> _Exercise_
Reproduce the portion of the passage on the Allerød oscillation below, from "In some regions, especially" to "Pollen zone II.".

> _Document segment_
The Allerød oscillation () was a warm and moist global interstadial that occurred c.13,900 to 12,900 BP, nearly at the end of the Last Glacial Period. It raised temperatures in the northern Atlantic region to almost present-day levels, before they declined again in the succeeding glacial Younger Dryas, which was followed by the present warm Holocene.

In some regions, especially in northern Eurasia, there is evidence for a cold period known as the Older Dryas interrupting the interstadial. In such regions the  shorter oscillation ending with the Older Dryas is known as the Bølling oscillation, and the Allerød period is the interstadial following the Older Dryas. The whole period is called the  Bølling–Allerød interstadial.

The Allerød period was named after a type site in Furesø Municipality in Sjælland, Denmark (near Copenhagen), where deposits created during the period were first identified in work published in 1901 by Hartz and Milthers. This Blytt–Sernander period corresponds to Pollen zone II.

Dating 
The start of the Allerød depends on whether an Older Dryas is present and how much time is to be allotted to the latter. A conventional date of 14,000 BP is typical. Roberts (1998) uses 13,000 BP for the end of the period.

The Greenland oxygen isotope record shows the warming identified with the Allerød to be after about 14,100 BP and before about 12,900 BP. C-14 dates from an excavation on the shore of Lake Neuchâtel, Switzerland, furnish a date of 14,000 BP, calibrated, for the start of the Allerød. Pollen cores from Berezina plain, Belarus, give 11,800–10,900 BP uncal. Various researchers have similar ranges: 12,000–11,000, 11,700–11,000, etc. They all seem to roughly concur. The interstadial ended abruptly with a decline in temperatures within a decade and the onset of the glacial Younger Dryas.

Records from a dataset
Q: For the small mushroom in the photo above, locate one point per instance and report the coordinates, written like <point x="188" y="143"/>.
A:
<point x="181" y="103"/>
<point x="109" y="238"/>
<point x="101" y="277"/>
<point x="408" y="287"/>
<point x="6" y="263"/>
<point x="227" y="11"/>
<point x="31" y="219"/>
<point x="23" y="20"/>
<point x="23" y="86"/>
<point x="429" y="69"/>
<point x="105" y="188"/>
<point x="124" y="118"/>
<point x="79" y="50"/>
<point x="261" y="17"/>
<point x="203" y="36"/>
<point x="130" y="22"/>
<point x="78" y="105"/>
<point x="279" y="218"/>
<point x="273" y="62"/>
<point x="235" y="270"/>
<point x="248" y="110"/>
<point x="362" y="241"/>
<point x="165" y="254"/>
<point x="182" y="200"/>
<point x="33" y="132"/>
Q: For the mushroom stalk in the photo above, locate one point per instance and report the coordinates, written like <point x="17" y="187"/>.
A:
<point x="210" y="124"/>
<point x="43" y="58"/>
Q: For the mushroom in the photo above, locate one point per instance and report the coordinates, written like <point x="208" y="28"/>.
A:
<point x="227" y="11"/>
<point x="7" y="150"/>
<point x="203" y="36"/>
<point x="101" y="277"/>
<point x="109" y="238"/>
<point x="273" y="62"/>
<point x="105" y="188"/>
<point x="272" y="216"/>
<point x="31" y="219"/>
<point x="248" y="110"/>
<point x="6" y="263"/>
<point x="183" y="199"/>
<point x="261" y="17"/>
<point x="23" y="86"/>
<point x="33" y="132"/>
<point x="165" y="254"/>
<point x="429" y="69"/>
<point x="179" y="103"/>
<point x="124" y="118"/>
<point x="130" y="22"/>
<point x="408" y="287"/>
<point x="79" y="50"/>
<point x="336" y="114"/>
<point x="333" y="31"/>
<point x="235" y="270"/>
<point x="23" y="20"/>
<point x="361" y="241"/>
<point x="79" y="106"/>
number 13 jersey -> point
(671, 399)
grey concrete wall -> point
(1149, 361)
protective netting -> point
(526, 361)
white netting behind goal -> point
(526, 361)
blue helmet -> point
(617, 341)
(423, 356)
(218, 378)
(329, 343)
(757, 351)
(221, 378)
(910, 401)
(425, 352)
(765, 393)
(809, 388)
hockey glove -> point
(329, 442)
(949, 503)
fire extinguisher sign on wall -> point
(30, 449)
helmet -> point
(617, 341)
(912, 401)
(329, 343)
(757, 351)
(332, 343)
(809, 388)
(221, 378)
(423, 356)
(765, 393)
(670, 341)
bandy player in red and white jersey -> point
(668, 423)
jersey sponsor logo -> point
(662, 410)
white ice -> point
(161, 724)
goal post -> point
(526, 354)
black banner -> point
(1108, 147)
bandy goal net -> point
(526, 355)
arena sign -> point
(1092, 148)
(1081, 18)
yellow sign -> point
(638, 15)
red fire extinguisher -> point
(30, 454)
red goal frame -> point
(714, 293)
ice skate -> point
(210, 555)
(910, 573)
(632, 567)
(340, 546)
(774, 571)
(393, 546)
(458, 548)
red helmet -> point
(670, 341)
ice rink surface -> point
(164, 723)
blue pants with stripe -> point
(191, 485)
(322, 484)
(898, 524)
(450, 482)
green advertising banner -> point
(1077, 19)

> _Answer to the exercise_
In some regions, especially in northern Eurasia, there is evidence for a cold period known as the Older Dryas interrupting the interstadial. In such regions the  shorter oscillation ending with the Older Dryas is known as the Bølling oscillation, and the Allerød period is the interstadial following the Older Dryas. The whole period is called the  Bølling–Allerød interstadial.

The Allerød period was named after a type site in Furesø Municipality in Sjælland, Denmark (near Copenhagen), where deposits created during the period were first identified in work published in 1901 by Hartz and Milthers. This Blytt–Sernander period corresponds to Pollen zone II.